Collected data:
****

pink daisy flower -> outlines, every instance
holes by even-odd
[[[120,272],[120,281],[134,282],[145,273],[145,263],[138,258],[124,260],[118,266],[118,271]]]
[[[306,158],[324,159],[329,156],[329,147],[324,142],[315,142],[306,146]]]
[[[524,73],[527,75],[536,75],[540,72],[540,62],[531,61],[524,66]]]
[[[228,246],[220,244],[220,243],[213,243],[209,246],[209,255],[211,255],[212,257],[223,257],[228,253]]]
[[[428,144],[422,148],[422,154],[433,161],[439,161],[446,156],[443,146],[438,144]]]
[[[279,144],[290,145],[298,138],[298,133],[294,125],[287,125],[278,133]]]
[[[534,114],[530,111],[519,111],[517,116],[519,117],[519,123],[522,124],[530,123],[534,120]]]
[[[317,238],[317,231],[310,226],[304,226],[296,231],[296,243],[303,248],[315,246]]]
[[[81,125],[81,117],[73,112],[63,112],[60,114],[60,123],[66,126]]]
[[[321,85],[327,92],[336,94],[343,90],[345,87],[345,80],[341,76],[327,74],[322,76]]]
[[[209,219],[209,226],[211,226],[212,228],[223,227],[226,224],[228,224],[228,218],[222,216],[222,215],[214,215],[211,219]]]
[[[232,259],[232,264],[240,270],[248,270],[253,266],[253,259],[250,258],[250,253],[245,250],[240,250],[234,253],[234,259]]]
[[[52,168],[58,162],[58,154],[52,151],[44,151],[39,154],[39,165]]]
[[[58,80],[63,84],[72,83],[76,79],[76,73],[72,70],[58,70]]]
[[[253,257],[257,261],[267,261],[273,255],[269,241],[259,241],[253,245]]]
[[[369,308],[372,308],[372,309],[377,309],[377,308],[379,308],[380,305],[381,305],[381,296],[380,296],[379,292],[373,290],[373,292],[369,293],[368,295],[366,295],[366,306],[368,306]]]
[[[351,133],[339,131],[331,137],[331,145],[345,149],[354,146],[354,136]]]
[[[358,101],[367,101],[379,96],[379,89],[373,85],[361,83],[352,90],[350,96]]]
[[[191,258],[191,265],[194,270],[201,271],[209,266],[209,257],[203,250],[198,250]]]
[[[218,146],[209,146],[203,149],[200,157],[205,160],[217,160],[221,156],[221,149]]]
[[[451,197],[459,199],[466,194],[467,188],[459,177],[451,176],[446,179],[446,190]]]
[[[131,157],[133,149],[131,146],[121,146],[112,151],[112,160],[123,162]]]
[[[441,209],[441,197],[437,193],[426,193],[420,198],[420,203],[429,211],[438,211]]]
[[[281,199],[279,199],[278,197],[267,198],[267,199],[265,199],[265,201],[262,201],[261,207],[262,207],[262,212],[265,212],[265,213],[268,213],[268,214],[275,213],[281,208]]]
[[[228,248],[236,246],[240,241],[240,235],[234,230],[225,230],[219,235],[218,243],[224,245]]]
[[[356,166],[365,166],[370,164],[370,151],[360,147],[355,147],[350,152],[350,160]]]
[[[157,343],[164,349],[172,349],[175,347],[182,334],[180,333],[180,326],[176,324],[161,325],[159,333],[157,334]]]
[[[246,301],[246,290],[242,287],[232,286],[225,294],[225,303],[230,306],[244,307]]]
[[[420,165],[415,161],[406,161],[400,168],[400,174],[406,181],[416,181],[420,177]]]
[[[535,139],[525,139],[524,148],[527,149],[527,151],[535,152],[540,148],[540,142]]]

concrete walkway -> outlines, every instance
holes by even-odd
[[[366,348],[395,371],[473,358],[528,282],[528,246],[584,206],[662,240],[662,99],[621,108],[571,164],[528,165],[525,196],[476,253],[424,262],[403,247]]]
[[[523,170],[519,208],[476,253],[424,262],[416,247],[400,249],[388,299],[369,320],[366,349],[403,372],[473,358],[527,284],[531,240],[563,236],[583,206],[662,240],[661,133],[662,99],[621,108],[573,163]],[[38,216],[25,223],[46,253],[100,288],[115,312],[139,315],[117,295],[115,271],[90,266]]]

****

Copy out the rows word for word, beginning at the line that contains "concrete walkway -> outlines, every instance" and stopping after the final row.

__ANSWER TO THIS TASK__.
concrete walkway -> outlines, every instance
holes by even-odd
[[[366,348],[395,371],[473,358],[528,282],[528,246],[584,206],[662,240],[662,99],[621,108],[571,164],[528,165],[525,196],[476,253],[424,262],[403,247]]]
[[[523,170],[519,208],[476,253],[424,262],[416,247],[400,249],[388,299],[369,320],[366,349],[403,372],[473,358],[527,284],[531,240],[563,236],[583,206],[662,240],[661,133],[662,99],[621,108],[573,163]],[[38,216],[25,223],[46,253],[100,288],[115,312],[139,315],[117,295],[115,271],[90,266]]]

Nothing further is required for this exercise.